◆ Required action: Could you give all the rows below again with each "positive clicks" switched to "foreground clicks" and everything else left unchanged?
═══
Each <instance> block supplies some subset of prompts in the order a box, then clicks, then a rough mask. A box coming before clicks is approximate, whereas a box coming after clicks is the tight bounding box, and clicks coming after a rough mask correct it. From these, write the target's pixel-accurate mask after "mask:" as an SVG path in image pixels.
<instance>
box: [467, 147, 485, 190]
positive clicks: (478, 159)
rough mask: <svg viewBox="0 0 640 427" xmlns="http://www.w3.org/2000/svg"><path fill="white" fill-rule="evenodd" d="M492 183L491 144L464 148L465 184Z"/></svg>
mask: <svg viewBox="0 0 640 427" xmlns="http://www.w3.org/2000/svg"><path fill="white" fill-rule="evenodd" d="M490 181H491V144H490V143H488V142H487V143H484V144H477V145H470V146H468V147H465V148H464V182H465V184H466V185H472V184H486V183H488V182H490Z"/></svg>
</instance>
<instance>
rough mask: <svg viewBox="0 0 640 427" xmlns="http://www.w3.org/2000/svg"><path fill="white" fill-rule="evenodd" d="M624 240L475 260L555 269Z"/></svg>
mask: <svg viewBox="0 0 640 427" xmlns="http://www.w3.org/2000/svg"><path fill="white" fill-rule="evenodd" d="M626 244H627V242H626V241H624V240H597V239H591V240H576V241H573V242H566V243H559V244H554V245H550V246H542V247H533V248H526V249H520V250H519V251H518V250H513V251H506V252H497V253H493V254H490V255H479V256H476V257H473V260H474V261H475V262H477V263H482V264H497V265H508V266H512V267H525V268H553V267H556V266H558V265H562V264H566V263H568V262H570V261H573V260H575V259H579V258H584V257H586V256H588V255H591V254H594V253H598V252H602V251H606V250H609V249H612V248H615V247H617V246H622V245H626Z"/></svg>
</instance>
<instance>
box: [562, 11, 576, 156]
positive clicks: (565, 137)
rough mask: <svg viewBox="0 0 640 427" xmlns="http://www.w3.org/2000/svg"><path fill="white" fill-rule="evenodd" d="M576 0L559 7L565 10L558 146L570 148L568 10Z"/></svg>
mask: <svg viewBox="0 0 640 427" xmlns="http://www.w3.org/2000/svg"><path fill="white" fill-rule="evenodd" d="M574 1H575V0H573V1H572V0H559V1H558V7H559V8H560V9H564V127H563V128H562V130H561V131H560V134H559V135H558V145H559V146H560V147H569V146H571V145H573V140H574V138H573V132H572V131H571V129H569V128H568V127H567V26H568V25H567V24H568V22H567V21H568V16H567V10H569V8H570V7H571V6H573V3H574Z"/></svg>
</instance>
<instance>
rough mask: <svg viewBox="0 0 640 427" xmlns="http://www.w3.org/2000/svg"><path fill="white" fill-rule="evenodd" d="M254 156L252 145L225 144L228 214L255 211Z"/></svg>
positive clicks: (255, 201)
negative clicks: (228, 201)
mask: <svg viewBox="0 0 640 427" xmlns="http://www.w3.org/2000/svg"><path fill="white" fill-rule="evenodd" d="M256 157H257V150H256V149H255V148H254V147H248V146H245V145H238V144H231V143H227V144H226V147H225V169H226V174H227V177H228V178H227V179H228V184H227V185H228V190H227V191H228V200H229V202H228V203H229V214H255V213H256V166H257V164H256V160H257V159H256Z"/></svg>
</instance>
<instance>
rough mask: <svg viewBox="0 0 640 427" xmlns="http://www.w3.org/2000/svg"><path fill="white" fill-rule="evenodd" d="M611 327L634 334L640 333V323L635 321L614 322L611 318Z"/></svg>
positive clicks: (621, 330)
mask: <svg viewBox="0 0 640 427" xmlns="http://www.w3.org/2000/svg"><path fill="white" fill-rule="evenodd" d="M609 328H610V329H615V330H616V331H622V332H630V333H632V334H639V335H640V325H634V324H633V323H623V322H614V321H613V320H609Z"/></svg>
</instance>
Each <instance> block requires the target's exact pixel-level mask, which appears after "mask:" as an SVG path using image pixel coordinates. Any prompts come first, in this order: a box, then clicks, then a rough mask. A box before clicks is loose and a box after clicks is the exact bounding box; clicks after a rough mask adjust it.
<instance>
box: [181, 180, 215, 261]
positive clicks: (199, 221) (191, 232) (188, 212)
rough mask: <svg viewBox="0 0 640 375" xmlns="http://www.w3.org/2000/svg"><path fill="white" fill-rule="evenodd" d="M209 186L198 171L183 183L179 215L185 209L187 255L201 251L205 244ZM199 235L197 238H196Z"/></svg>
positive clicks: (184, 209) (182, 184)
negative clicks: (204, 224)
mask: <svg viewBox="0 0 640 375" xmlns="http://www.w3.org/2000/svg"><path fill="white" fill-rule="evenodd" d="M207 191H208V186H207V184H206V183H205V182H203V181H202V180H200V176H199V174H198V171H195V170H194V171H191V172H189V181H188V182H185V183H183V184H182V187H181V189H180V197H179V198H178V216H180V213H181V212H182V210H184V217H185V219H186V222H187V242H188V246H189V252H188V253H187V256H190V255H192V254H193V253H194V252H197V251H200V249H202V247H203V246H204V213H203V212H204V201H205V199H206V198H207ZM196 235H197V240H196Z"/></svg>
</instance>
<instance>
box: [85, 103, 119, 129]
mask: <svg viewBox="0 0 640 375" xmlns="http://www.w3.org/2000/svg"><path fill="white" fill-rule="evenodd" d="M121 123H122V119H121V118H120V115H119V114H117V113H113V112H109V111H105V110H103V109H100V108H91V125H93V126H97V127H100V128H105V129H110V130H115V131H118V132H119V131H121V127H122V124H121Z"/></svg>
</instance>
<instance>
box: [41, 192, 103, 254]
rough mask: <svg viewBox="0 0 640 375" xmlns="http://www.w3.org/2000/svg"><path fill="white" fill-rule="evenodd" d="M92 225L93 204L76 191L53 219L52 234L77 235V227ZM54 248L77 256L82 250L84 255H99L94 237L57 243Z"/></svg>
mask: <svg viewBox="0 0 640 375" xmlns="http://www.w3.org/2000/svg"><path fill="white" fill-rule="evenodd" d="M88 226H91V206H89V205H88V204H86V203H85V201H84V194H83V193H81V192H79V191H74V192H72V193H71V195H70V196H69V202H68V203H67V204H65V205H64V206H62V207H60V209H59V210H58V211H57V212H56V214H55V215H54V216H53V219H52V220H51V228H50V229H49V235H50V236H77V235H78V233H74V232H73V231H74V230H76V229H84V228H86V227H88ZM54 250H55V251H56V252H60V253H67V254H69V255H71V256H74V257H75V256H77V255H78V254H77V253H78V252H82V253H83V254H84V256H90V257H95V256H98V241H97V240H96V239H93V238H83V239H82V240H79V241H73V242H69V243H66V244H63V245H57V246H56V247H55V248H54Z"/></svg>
═══
◆ Result of this task:
Each <instance> block supplies some subset of prompts in the order a box, then clicks, then a rough mask. A box coming before clicks is approximate, whereas a box coming after clicks is the tight bounding box, and clicks coming after a rough mask correct it. From these, write the target's pixel-accurate mask after "mask:" as an SVG path in image pixels.
<instance>
box: [467, 147, 485, 190]
foreground clicks: (478, 159)
rough mask: <svg viewBox="0 0 640 427" xmlns="http://www.w3.org/2000/svg"><path fill="white" fill-rule="evenodd" d="M492 183L491 144L464 148L465 184Z"/></svg>
mask: <svg viewBox="0 0 640 427" xmlns="http://www.w3.org/2000/svg"><path fill="white" fill-rule="evenodd" d="M490 181H491V144H490V143H488V142H487V143H484V144H477V145H470V146H468V147H465V148H464V182H465V184H466V185H472V184H486V183H488V182H490Z"/></svg>
</instance>
<instance>
rough mask: <svg viewBox="0 0 640 427" xmlns="http://www.w3.org/2000/svg"><path fill="white" fill-rule="evenodd" d="M624 240L475 260L555 269Z"/></svg>
mask: <svg viewBox="0 0 640 427" xmlns="http://www.w3.org/2000/svg"><path fill="white" fill-rule="evenodd" d="M626 244H627V242H626V241H624V240H597V239H591V240H576V241H573V242H566V243H559V244H554V245H550V246H542V247H533V248H526V249H520V250H519V251H518V250H513V251H506V252H497V253H493V254H490V255H479V256H476V257H473V260H474V261H475V262H477V263H482V264H497V265H508V266H512V267H525V268H553V267H556V266H558V265H562V264H566V263H568V262H570V261H573V260H575V259H579V258H584V257H586V256H588V255H591V254H594V253H598V252H602V251H606V250H609V249H612V248H615V247H617V246H622V245H626Z"/></svg>
</instance>
<instance>
box: [562, 11, 576, 156]
foreground clicks: (565, 137)
rough mask: <svg viewBox="0 0 640 427" xmlns="http://www.w3.org/2000/svg"><path fill="white" fill-rule="evenodd" d="M576 0L559 7L565 10L558 146L570 148L568 10Z"/></svg>
mask: <svg viewBox="0 0 640 427" xmlns="http://www.w3.org/2000/svg"><path fill="white" fill-rule="evenodd" d="M574 1H575V0H573V1H572V0H559V1H558V7H559V8H560V9H564V127H563V128H562V130H561V131H560V134H559V135H558V145H559V146H560V147H569V146H571V145H573V140H574V138H573V132H572V131H571V129H569V128H568V127H567V26H568V25H567V24H568V22H567V21H568V16H567V10H569V8H570V7H571V6H573V3H574Z"/></svg>
</instance>
<instance>
rough mask: <svg viewBox="0 0 640 427" xmlns="http://www.w3.org/2000/svg"><path fill="white" fill-rule="evenodd" d="M254 156L252 145L225 144L228 214L255 211Z"/></svg>
foreground clicks: (255, 201)
negative clicks: (228, 201)
mask: <svg viewBox="0 0 640 427" xmlns="http://www.w3.org/2000/svg"><path fill="white" fill-rule="evenodd" d="M256 157H257V150H256V149H255V148H254V147H248V146H245V145H238V144H231V143H227V144H226V147H225V169H226V174H227V177H228V178H227V179H228V184H227V185H228V190H227V191H228V200H229V202H228V203H229V214H255V213H256V166H257V164H256V160H257V159H256Z"/></svg>
</instance>
<instance>
rough mask: <svg viewBox="0 0 640 427" xmlns="http://www.w3.org/2000/svg"><path fill="white" fill-rule="evenodd" d="M611 327L634 334L640 333V323L635 321L614 322L611 318Z"/></svg>
foreground clicks: (621, 330)
mask: <svg viewBox="0 0 640 427" xmlns="http://www.w3.org/2000/svg"><path fill="white" fill-rule="evenodd" d="M609 328H610V329H615V330H616V331H622V332H630V333H632V334H639V335H640V325H634V324H633V323H623V322H614V321H613V320H609Z"/></svg>
</instance>
Each <instance> block requires the target's exact pixel-level mask, which appears after "mask:" as an SVG path using image pixel coordinates. Any prompts come first, in this order: a box, then clicks, then a rough mask. A box before clicks is loose and a box after clicks is the exact bounding box; clicks after a rough mask adjust it.
<instance>
box: [181, 180, 215, 261]
foreground clicks: (199, 221) (191, 232) (188, 212)
rough mask: <svg viewBox="0 0 640 375" xmlns="http://www.w3.org/2000/svg"><path fill="white" fill-rule="evenodd" d="M209 186L198 171L183 183L179 215L185 209L187 255L201 251L205 244ZM199 235L197 238H196Z"/></svg>
foreground clicks: (184, 209) (182, 184)
negative clicks: (204, 224)
mask: <svg viewBox="0 0 640 375" xmlns="http://www.w3.org/2000/svg"><path fill="white" fill-rule="evenodd" d="M207 191H208V186H207V184H206V183H205V182H203V181H202V180H200V176H199V174H198V171H195V170H194V171H191V172H189V181H188V182H185V183H183V184H182V187H181V189H180V197H179V198H178V216H180V213H181V212H182V210H184V217H185V219H186V222H187V242H188V246H189V252H188V253H187V256H190V255H192V254H193V253H194V252H197V251H200V249H202V247H203V246H204V213H203V212H204V201H205V199H206V198H207ZM196 235H197V240H196Z"/></svg>
</instance>
<instance>
box: [85, 103, 119, 129]
mask: <svg viewBox="0 0 640 375" xmlns="http://www.w3.org/2000/svg"><path fill="white" fill-rule="evenodd" d="M121 123H122V119H121V118H120V115H119V114H117V113H113V112H109V111H105V110H103V109H100V108H91V125H93V126H97V127H100V128H105V129H110V130H115V131H118V132H119V131H121V127H122V124H121Z"/></svg>
</instance>
<instance>
box: [41, 192, 103, 254]
rough mask: <svg viewBox="0 0 640 375" xmlns="http://www.w3.org/2000/svg"><path fill="white" fill-rule="evenodd" d="M92 225L93 204L76 191L53 219L52 234L77 235V227ZM54 248L77 256L82 250L84 255H99L94 237L57 243Z"/></svg>
mask: <svg viewBox="0 0 640 375" xmlns="http://www.w3.org/2000/svg"><path fill="white" fill-rule="evenodd" d="M88 226H91V206H89V205H88V204H86V203H85V201H84V194H83V193H81V192H79V191H74V192H72V193H71V195H70V196H69V202H68V203H67V204H65V205H64V206H62V207H60V209H59V210H58V211H57V212H56V214H55V215H54V216H53V219H52V220H51V228H50V229H49V235H50V236H77V235H78V233H74V232H73V231H74V230H76V229H84V228H86V227H88ZM54 250H55V251H56V252H60V253H67V254H69V255H71V256H74V257H75V256H77V255H78V254H77V253H78V252H82V253H83V254H84V256H90V257H95V256H98V241H97V240H96V239H93V238H83V239H82V240H79V241H73V242H69V243H66V244H63V245H57V246H56V247H55V248H54Z"/></svg>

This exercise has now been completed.